(The task): Pull each line with the string "positive" from the entries.

(Information shown):

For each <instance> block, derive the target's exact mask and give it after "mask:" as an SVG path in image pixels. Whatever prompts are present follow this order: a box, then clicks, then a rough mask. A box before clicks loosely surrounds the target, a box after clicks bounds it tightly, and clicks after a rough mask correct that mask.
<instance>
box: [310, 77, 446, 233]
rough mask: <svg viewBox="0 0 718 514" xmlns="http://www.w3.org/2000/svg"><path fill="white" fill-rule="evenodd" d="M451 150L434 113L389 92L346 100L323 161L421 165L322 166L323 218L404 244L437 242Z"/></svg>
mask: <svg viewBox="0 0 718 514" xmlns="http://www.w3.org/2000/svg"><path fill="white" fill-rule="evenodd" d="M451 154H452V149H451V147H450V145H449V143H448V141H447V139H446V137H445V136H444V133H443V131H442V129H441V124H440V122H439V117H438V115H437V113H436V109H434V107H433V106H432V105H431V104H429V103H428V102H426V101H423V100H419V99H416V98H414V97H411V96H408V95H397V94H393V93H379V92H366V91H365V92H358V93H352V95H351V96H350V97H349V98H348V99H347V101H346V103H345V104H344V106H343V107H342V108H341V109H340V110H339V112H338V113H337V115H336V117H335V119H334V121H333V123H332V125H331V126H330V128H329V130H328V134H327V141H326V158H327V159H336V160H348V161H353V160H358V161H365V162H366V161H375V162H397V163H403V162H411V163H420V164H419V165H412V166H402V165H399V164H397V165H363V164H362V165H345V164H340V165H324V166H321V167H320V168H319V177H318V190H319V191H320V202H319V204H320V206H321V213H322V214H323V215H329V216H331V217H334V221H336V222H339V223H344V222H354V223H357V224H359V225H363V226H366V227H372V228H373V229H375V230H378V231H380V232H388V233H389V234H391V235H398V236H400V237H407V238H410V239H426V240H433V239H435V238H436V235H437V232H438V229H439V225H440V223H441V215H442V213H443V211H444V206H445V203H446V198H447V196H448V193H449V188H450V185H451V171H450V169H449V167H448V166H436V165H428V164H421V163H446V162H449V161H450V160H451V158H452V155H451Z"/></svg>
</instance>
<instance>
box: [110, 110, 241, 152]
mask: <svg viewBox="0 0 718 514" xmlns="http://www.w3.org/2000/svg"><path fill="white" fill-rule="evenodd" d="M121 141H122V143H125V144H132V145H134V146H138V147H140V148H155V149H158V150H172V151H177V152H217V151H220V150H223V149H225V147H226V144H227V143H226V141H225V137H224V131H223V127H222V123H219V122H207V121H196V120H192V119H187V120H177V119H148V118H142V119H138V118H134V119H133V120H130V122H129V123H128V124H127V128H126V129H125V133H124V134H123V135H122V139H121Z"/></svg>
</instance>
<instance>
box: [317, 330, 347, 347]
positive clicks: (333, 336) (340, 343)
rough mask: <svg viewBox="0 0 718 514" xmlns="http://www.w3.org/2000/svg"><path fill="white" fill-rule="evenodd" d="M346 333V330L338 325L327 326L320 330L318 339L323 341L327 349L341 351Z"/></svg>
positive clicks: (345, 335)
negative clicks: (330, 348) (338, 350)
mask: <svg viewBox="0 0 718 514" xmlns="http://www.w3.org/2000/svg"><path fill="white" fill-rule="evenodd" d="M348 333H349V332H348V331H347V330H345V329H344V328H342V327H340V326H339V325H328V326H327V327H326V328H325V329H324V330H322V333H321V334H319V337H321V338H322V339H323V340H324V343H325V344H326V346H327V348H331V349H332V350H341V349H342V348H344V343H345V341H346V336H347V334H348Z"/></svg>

(Your response):
positive clicks: (333, 336) (340, 343)
positive clicks: (345, 335)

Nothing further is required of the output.